RECORDS FOR THIS TASK
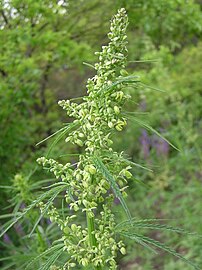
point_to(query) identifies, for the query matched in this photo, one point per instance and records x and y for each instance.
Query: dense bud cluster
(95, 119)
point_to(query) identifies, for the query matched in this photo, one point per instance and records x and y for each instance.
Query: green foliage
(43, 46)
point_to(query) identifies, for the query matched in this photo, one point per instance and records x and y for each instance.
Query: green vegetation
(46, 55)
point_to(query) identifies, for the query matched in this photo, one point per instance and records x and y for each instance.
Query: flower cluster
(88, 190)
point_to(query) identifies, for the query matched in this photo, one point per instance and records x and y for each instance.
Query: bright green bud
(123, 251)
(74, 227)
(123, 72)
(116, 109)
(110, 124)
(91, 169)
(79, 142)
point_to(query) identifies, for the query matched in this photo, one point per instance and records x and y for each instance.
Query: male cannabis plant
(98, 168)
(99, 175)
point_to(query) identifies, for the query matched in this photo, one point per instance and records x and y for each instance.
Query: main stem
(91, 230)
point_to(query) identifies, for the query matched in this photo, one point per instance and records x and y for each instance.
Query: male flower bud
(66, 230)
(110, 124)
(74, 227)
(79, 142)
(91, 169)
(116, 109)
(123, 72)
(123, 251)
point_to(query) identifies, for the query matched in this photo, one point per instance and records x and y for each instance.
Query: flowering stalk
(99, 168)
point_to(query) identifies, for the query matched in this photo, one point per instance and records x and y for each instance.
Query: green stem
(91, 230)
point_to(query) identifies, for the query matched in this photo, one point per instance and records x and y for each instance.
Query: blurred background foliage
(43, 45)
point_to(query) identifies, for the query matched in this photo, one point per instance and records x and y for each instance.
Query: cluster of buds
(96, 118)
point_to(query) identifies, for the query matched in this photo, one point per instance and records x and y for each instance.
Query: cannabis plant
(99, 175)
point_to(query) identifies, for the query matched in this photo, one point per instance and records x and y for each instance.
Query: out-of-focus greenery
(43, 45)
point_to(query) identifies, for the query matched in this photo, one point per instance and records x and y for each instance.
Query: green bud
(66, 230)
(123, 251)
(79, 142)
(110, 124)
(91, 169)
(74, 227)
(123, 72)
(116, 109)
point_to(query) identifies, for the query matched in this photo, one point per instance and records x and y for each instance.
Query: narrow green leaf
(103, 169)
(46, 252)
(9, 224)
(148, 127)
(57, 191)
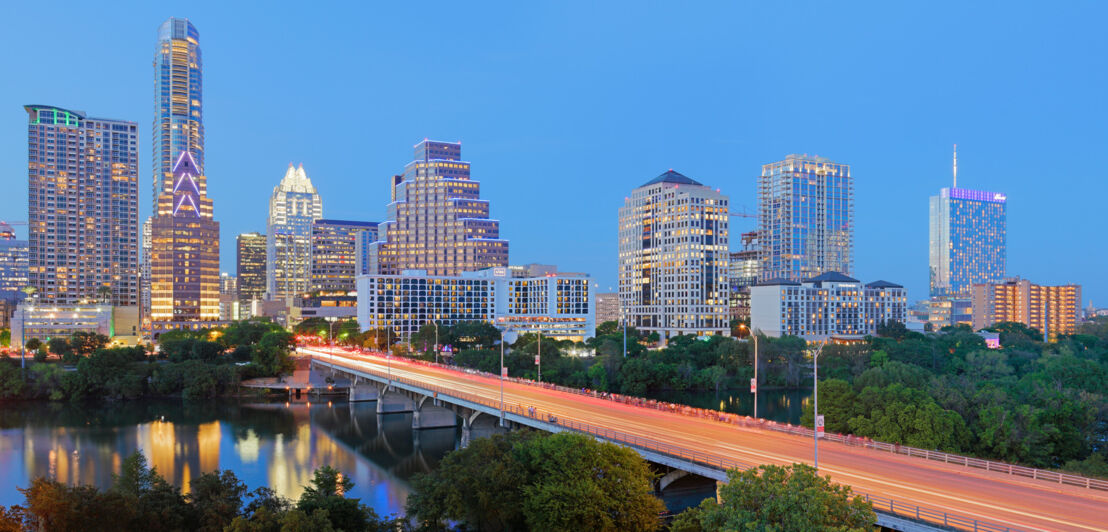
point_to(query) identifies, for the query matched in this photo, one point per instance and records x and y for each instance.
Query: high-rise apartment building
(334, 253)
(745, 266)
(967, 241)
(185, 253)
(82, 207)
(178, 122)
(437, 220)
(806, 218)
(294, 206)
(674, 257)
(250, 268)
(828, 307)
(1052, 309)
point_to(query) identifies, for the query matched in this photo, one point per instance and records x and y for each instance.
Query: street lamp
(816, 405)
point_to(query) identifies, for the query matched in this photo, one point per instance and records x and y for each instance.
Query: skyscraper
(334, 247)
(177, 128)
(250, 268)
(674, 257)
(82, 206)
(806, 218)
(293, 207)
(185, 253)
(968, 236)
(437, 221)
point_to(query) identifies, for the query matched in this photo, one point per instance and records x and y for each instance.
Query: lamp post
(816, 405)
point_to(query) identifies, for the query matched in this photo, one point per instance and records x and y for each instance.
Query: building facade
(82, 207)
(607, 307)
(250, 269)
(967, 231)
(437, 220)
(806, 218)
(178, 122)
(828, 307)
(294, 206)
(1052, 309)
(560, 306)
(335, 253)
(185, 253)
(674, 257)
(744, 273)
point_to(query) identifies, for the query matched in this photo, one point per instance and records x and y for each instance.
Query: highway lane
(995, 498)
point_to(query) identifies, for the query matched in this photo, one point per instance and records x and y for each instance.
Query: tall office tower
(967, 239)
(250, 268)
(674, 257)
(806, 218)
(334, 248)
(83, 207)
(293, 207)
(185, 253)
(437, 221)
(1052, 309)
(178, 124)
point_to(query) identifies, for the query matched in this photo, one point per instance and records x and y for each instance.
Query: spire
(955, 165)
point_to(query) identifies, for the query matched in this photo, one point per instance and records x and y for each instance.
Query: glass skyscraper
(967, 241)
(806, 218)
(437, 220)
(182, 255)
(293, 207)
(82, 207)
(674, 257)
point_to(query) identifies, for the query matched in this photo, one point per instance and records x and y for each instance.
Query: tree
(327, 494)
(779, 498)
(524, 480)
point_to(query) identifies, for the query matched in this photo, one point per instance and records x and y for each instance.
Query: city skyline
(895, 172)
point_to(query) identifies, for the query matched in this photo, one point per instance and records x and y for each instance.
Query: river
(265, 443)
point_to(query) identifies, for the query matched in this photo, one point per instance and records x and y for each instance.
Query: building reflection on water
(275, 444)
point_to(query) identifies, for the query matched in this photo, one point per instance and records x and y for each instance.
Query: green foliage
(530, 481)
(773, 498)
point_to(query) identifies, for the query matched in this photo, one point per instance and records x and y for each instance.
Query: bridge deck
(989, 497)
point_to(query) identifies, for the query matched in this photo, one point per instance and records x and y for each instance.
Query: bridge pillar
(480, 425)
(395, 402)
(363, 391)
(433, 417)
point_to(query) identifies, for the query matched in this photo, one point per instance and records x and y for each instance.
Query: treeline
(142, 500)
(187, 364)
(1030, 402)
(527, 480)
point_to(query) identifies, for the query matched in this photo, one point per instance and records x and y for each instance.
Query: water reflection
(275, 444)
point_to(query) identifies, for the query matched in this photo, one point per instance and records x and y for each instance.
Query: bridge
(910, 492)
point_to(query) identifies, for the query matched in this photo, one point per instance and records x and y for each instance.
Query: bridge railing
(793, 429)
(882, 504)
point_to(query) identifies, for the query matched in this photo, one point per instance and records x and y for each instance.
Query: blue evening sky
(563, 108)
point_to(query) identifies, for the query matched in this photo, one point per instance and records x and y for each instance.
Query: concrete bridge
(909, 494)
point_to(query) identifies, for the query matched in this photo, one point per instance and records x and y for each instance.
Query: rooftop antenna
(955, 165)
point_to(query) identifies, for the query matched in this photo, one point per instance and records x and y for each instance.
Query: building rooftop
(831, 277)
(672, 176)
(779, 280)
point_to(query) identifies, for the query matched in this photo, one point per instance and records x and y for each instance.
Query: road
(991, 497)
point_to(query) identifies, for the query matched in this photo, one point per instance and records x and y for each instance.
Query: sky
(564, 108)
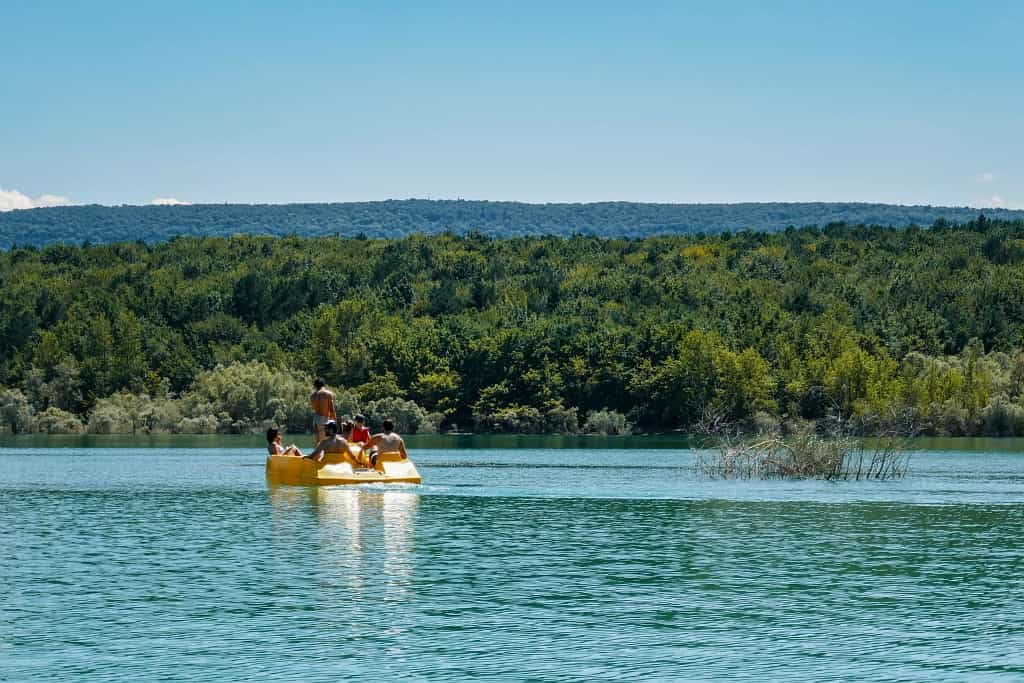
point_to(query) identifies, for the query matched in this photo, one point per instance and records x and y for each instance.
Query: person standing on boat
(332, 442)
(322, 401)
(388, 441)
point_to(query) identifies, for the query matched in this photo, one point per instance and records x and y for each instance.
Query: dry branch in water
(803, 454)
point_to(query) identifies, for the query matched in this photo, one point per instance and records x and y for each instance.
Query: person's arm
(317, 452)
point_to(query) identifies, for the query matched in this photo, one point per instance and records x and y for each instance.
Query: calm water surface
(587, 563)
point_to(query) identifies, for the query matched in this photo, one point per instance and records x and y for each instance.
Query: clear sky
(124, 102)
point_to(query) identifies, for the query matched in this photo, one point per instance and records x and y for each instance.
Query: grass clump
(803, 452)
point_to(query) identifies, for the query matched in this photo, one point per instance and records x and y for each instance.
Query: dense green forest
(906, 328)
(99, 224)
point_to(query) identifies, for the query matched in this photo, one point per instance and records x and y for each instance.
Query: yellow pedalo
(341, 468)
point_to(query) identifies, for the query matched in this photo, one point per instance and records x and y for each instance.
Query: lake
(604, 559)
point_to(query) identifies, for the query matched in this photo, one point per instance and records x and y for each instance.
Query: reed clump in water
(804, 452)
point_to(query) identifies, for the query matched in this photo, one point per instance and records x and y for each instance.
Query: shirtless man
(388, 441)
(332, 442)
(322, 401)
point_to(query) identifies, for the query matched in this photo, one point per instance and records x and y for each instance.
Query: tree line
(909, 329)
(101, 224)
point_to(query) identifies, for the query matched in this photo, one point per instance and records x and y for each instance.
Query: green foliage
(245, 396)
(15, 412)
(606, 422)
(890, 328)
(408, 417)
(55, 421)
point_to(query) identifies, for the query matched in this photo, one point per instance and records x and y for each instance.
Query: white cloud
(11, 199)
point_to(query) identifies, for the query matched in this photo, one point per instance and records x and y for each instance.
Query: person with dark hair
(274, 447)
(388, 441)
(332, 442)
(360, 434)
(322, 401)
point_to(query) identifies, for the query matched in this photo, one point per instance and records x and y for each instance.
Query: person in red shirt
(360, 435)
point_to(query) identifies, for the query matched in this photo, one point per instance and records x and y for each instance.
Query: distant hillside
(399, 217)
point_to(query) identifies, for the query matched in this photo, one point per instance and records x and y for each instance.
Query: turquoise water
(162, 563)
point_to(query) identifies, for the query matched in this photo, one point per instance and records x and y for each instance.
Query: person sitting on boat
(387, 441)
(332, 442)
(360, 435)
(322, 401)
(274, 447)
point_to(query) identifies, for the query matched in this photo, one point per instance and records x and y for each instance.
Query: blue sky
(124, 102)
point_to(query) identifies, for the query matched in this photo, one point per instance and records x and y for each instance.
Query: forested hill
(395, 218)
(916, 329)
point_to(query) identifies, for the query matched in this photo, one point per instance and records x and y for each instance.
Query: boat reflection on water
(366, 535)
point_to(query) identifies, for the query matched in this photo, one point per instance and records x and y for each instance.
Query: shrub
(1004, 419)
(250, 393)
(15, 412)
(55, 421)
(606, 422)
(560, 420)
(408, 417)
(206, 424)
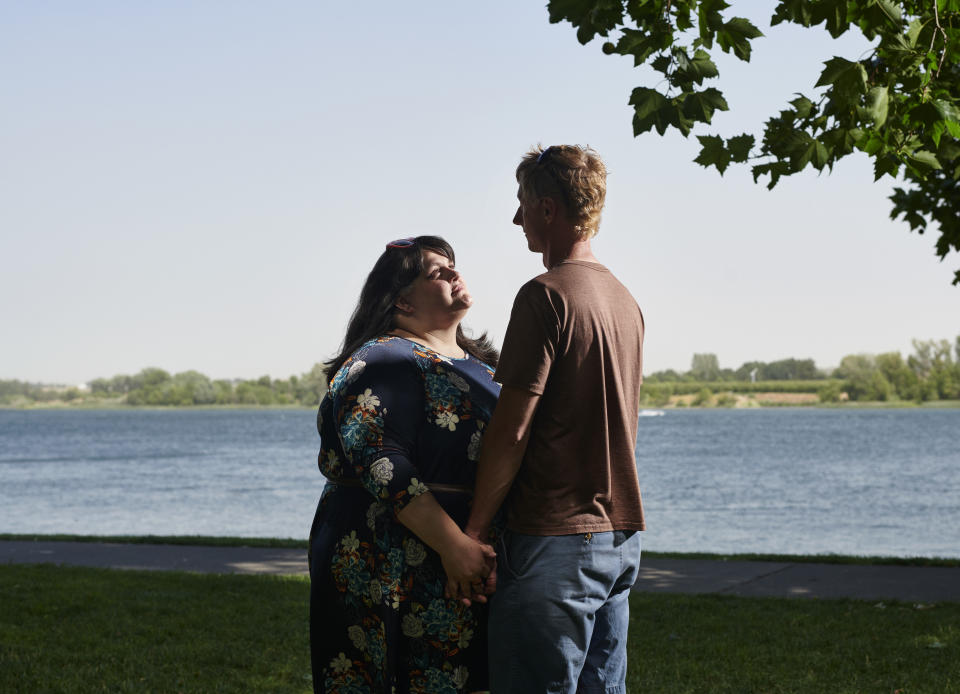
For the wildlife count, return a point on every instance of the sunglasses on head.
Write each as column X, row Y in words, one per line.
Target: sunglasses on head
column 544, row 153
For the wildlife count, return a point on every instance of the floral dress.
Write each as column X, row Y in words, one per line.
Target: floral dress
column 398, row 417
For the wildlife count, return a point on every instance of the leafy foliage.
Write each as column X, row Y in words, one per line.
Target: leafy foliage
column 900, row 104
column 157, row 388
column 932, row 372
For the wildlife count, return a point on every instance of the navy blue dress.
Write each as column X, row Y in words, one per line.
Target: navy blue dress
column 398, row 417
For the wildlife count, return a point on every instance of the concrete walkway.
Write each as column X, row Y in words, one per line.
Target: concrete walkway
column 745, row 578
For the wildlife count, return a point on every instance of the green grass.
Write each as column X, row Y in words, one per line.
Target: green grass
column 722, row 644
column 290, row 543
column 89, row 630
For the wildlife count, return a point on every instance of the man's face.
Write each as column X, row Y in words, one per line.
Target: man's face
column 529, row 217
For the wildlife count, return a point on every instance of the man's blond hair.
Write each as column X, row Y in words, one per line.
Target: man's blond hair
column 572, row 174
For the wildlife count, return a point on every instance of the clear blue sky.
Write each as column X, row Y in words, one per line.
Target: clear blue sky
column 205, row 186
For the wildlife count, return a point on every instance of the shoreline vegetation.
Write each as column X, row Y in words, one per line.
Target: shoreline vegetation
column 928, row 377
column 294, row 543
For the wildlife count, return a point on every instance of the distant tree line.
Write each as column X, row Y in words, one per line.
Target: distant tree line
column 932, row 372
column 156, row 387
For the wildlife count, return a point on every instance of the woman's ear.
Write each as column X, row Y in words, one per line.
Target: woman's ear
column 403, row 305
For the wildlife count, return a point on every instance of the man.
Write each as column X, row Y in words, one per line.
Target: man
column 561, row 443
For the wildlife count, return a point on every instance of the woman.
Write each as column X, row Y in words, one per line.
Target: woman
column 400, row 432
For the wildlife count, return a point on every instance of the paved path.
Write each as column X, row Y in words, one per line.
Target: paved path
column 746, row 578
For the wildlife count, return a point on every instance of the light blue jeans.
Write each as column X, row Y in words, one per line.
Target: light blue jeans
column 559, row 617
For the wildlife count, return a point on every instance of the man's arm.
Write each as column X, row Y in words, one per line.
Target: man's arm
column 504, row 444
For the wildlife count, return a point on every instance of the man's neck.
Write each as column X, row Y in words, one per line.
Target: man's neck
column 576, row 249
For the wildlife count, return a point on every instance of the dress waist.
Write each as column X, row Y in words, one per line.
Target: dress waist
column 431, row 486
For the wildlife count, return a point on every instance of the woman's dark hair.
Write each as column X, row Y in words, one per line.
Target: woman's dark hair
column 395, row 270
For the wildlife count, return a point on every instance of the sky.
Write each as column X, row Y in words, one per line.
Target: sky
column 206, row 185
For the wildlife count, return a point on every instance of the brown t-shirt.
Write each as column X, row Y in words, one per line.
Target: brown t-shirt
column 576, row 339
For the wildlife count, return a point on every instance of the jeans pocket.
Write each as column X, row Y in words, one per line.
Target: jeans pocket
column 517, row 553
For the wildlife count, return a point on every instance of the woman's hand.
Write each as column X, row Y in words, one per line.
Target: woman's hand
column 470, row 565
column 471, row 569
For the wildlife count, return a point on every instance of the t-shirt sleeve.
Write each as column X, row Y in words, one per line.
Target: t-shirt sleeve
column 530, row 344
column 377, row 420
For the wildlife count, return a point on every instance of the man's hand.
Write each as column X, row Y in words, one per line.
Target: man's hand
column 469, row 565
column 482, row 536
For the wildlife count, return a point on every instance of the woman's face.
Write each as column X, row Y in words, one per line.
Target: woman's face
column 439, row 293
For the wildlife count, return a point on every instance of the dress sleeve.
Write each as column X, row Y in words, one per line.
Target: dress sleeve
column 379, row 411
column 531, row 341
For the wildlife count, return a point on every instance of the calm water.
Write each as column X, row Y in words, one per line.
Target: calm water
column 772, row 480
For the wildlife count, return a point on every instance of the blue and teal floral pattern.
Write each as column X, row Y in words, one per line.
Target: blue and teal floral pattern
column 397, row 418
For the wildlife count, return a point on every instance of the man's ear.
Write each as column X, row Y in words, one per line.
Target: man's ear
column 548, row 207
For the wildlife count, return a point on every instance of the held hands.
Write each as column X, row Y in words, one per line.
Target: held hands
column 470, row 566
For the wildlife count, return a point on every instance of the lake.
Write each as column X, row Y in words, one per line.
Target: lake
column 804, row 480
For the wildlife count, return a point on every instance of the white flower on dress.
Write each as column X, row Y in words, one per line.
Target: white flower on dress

GIVEN REQUEST
The line containing "the man's hand." and every line after it, through the end of the records, should be repeated exactly and alone.

EXERCISE ANSWER
For the wildlife count, return a point on every instance of the man's hand.
Write each as column X, row Y in words, one per line.
Target: man's hand
column 469, row 565
column 482, row 536
For the wildlife count, return a point on every instance of the woman's face.
Write each as column X, row Y in words, one per line.
Target: woman's face
column 439, row 293
For the wildlife count, return a point on every instance of the dress sleeve.
Write each as column X, row Y in words, one per line.
Target: dress sleeve
column 379, row 411
column 531, row 341
For the wildlife count, return a point on every instance of the calm water.
Write each as column X, row Y in words, one per line.
Target: calm water
column 772, row 480
For the wildlife count, return a point on every instance of the blue and teal floral pattern.
Write each as column X, row Y in words, one per line.
Target: blue and teal floral pattern
column 397, row 418
For the wildlife count, return a point on every instance of the man's ear.
Write each as column X, row Y in words, one per line.
Target: man's ear
column 548, row 207
For the wildlife count, return a point on every instance of the held hands.
Write each as column X, row Y in words, one per line.
Target: held hands
column 470, row 566
For the wildlife count, return a point on every instance of the lake.
Write each as column X, row Y in words, one per line.
Target: lake
column 804, row 480
For the wildlife count, return a point on every instance of the white flower on dress.
Write each as column X, row Y in words, one per line.
Target: white flower on dress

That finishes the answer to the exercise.